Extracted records
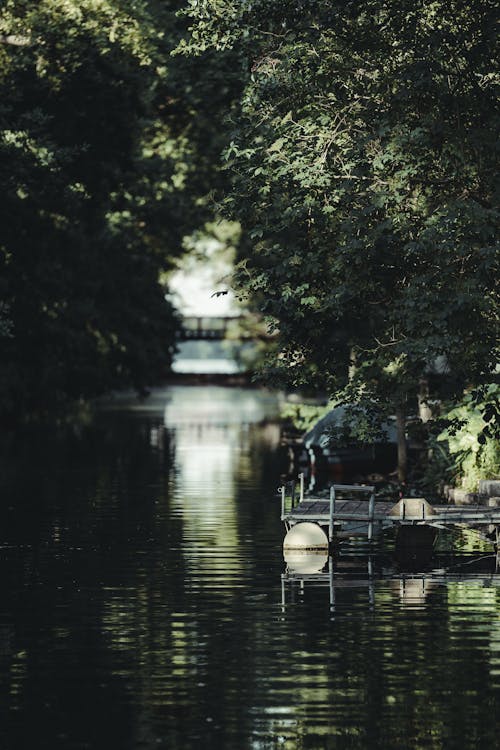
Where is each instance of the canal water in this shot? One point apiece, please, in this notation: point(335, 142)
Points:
point(145, 600)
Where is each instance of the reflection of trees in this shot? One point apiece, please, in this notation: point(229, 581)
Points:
point(131, 597)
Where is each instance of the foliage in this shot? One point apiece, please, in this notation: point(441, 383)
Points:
point(470, 439)
point(107, 156)
point(363, 169)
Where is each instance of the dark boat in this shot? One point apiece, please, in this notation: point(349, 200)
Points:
point(331, 459)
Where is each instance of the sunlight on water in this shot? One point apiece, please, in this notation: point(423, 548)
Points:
point(147, 603)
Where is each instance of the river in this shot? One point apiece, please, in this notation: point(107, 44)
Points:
point(144, 604)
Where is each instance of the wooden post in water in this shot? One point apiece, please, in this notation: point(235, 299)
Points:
point(332, 513)
point(371, 513)
point(301, 479)
point(282, 490)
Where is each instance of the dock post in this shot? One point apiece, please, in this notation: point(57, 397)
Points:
point(332, 586)
point(301, 479)
point(371, 513)
point(332, 513)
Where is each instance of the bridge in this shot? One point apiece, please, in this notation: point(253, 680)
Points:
point(218, 328)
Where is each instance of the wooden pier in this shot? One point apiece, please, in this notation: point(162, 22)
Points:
point(351, 506)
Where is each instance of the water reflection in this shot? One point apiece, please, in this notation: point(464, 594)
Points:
point(411, 589)
point(142, 605)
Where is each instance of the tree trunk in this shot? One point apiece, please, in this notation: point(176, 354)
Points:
point(402, 452)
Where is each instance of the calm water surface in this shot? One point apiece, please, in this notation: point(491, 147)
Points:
point(144, 602)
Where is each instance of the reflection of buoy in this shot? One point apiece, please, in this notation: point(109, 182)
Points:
point(306, 536)
point(305, 561)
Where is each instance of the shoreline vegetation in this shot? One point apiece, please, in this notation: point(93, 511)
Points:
point(342, 154)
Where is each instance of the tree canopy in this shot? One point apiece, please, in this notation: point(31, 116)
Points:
point(107, 148)
point(364, 168)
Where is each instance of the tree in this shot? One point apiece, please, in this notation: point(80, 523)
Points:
point(106, 145)
point(363, 169)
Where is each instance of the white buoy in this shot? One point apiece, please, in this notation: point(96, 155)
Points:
point(305, 561)
point(306, 536)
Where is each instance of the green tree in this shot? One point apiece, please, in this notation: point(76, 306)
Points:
point(106, 145)
point(363, 167)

▸ **The task**
Look through the records and copy every line that has the word "wooden".

▸ **Response to the exercise**
Where is each instance of the wooden post in water in this shot? One point apiece, please, in this notation: point(235, 299)
Where is each instance of the wooden pier in this shot? One point apiece, please, in this notation: point(162, 22)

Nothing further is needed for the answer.